Cegado por la luz del comedor apenas distingues el color de las baldosas, y sólo oyes tus propios pies descalzos al andar hasta la cocina. Absorto vigilas el suave hervir a fuego lento de los espaguetis de sobre, hasta que reclama tu atención la cuenta atrás del inicio de las noticias de las dos de la tarde. El trayecto hacia el comedor también es en silencio. La ventana, el televisor, la cortina o la lampara, no consiguen llenar el espacio: todo queda asombrosamente lejos.
Te cuesta abrir los ojos, así que escuchas la voz en off de la presentadora mientras reflexionas intentando discriminar entre ficción y realidad, pero para cuando te das cuenta se te han vuelto a pegar los espaguetis. El ordenador, la cartera y las llaves de casa rompen la monotonía del mantel amarillo. Lo ordenas y logras habilitar un hueco para un vaso y un tenedor.
El jersey azul - tu preferido -, espera en el plegatín del comedor sobre su horrible funda de rallas anaranjadas, a que después de comer empieces la siesta de las cuatro con un trozo de alguna novela o un fragmento de película mala recién descargada.

▶ **DATOS EXTRAÍDOS**:
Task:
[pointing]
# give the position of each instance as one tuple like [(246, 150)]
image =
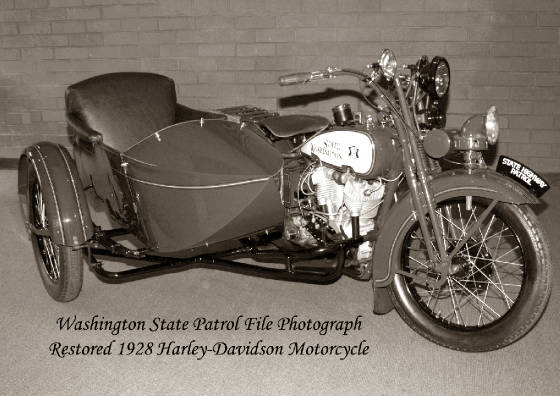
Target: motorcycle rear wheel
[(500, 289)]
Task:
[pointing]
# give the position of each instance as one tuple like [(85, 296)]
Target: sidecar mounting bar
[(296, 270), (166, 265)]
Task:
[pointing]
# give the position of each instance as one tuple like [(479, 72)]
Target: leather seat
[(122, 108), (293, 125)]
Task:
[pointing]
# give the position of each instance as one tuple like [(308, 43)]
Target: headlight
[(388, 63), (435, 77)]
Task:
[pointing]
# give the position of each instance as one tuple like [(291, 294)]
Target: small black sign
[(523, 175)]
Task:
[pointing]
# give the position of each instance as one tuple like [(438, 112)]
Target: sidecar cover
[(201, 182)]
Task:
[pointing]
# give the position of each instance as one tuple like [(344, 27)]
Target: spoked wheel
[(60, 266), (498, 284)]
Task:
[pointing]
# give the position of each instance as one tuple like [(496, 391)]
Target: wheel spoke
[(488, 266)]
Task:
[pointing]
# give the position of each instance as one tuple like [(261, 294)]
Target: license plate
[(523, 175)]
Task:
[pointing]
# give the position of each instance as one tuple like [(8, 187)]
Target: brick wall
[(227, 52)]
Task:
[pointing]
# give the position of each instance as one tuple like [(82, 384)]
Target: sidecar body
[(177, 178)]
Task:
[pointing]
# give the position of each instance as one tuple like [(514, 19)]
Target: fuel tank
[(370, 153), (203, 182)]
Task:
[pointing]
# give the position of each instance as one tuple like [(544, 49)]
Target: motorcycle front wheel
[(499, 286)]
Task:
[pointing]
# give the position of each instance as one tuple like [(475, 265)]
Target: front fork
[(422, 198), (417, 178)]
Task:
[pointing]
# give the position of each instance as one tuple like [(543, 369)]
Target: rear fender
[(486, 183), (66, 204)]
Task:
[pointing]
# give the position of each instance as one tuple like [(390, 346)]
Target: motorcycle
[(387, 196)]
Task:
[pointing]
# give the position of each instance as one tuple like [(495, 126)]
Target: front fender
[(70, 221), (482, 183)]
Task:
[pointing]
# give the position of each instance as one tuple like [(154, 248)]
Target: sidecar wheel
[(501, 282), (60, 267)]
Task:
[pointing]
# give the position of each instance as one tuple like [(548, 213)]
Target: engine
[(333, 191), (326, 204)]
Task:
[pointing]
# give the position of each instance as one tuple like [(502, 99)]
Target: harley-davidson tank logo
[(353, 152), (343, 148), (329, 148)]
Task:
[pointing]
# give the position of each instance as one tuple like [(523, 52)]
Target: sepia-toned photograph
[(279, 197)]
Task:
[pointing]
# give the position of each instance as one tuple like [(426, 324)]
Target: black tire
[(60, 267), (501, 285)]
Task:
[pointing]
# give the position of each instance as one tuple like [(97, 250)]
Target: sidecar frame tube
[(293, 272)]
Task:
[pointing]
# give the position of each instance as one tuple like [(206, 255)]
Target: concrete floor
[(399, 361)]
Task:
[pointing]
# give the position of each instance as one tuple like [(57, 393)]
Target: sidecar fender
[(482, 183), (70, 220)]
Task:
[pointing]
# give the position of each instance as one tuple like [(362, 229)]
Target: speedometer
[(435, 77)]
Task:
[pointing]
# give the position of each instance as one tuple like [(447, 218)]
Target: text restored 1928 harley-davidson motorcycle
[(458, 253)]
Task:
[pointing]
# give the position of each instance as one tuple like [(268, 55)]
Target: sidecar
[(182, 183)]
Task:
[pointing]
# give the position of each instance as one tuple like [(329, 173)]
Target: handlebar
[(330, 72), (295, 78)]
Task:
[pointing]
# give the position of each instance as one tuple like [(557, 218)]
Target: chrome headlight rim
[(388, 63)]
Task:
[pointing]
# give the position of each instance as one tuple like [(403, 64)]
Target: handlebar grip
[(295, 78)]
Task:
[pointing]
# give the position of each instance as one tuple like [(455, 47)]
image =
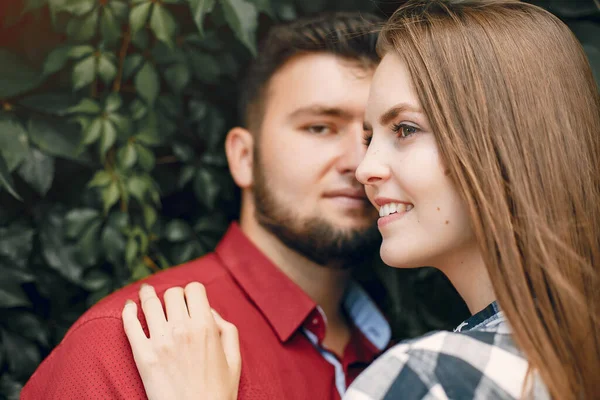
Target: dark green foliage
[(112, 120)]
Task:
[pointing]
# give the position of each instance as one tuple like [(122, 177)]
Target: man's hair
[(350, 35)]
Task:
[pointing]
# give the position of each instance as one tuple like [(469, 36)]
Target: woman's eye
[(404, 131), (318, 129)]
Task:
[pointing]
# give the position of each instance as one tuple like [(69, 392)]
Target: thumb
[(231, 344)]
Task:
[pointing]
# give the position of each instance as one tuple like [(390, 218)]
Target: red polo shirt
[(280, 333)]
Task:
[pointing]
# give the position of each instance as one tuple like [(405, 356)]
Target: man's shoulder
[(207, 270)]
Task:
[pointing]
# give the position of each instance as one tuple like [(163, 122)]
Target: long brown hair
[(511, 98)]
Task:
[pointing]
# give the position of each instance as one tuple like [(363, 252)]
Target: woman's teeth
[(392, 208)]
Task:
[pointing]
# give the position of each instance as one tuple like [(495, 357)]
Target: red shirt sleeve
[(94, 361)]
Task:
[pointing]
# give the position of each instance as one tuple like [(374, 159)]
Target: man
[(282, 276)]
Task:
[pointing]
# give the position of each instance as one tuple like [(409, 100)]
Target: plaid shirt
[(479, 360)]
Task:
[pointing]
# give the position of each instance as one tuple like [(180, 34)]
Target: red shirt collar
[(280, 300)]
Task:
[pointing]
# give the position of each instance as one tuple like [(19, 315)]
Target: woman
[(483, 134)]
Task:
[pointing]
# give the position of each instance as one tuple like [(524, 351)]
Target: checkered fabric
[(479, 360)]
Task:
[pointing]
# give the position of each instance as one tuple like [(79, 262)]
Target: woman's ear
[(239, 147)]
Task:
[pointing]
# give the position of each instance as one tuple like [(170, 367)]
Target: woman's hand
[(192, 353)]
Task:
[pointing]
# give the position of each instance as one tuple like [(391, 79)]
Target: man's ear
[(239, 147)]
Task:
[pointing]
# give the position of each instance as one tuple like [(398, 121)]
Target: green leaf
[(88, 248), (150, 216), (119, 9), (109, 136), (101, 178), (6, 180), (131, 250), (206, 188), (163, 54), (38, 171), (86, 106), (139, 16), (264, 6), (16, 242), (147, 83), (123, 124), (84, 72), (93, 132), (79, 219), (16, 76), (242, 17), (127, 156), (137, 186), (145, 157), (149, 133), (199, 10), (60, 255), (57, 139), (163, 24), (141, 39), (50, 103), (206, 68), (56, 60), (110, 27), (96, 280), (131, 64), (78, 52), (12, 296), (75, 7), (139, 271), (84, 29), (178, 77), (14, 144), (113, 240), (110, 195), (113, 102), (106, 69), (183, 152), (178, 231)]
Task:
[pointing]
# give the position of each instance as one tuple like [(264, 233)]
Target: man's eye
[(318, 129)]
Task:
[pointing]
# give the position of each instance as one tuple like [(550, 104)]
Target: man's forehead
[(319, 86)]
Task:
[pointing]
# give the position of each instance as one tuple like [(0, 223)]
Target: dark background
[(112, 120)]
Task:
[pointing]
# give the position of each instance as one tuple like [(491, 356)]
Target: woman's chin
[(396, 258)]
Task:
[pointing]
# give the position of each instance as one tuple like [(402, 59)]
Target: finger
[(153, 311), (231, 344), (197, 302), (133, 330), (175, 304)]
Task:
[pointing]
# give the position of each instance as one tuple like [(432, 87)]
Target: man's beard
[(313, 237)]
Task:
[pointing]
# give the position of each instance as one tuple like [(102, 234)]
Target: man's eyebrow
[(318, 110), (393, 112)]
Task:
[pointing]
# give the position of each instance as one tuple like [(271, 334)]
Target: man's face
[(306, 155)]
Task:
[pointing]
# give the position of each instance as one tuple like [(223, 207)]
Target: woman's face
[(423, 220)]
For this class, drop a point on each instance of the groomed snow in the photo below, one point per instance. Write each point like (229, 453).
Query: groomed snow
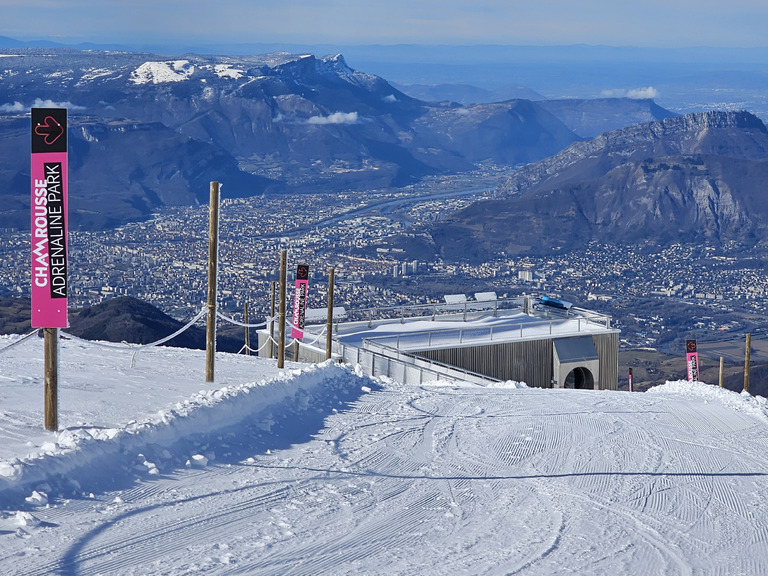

▶ **LISTA DE TAREAS**:
- a) En el relato sobre la hora de comer, ¿qué cosas "no consiguen llenar el espacio"? Nombra todas.
- b) Sigue escribiendo el relato sobre la hora de comer a partir de su última frase.

▶ **RESPUESTAS EN ORDEN**:
- a) La ventana, el televisor, la cortina y la lampara.

- b)
Estas irremediablemente solo, y has convertido la casa en la que vives en algo parecido a un piso franco donde refugiarte para poder luchar contra eso que no entiendes pero que tampoco temes; en todos nosotros reside un demonio interior que termina por pedirnos explicaciones. Necesitas saber si efectivamente estás llenando los vacíos de tu vida.
Por la noche el viento te enfría las orejas, quizá sea la voz del otoño que llega para contarte novedades inminentes.
El vacío o la soledad que nadie puede negar que existe es la que aparece cuando estas fuera de casa. Se trata de aprovecharlo y disfrutar aprendiendo a escucharte. Luego, la oscuridad y las horas relativizan todo lo que acontece. Ni los malos son tan malos, ni tú estás tan solo.
Enric
PD: saludos de nuevo, Kay!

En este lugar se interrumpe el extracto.